▶ [Required work]: Output the lines below as a Markdown table with two columns, Row and Line text. Number each row, skip blank lines, and omit the pictures.

▶ [Data lines]:
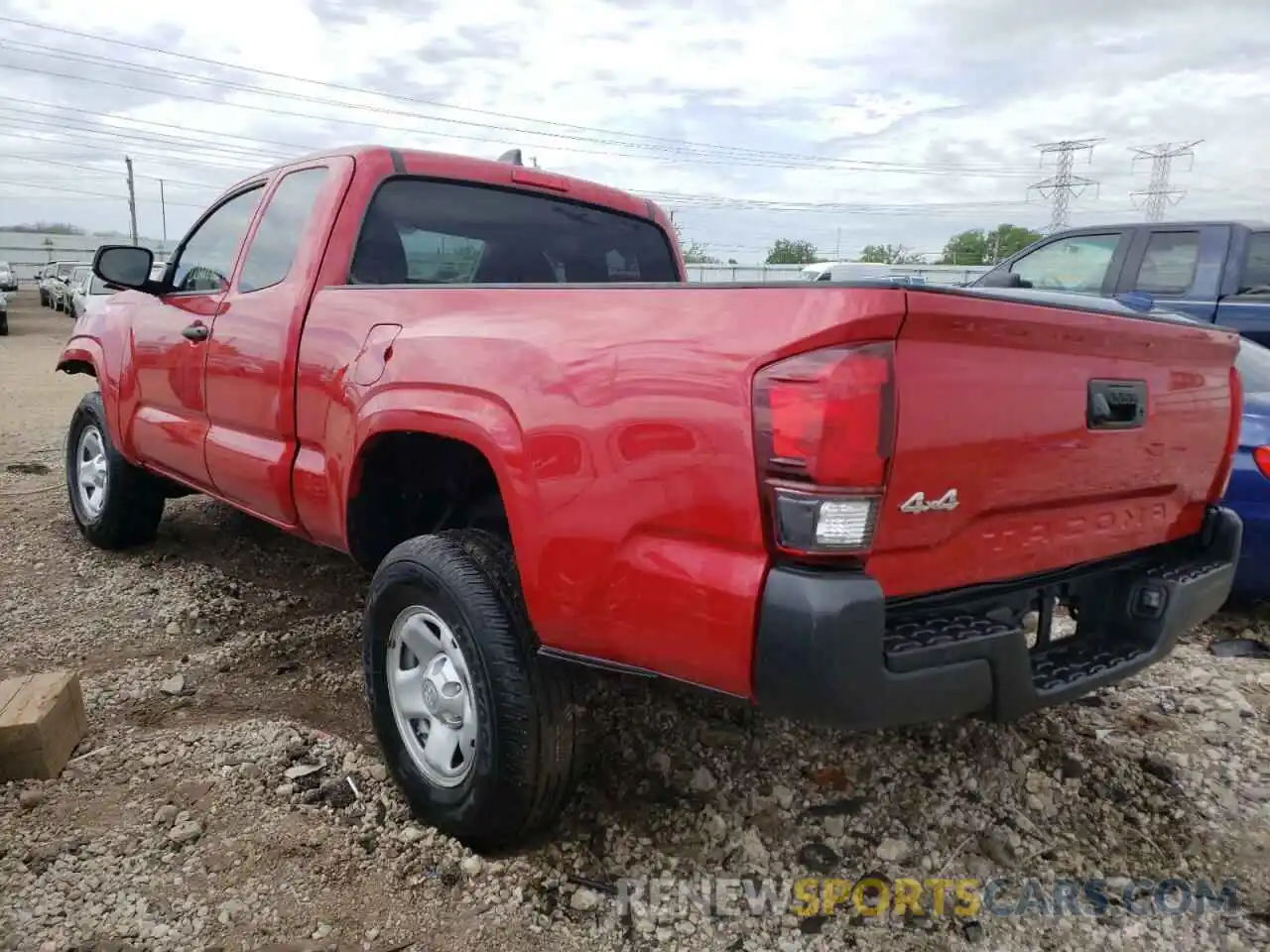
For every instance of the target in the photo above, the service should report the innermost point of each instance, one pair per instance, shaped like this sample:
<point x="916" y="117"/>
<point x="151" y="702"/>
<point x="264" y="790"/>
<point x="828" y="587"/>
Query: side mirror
<point x="126" y="266"/>
<point x="1002" y="280"/>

▶ [Reply to the exercise]:
| Row | Line text |
|---|---|
| 1 | For every instance of the target in the photo above, the service should report the innermost point of each instance, one pair per instance, shaped like this sample: |
| 2 | <point x="916" y="117"/> |
| 3 | <point x="151" y="702"/> |
| 4 | <point x="264" y="790"/> |
| 5 | <point x="828" y="587"/> |
| 6 | Query: side mirror |
| 7 | <point x="126" y="266"/> |
| 8 | <point x="1002" y="280"/> |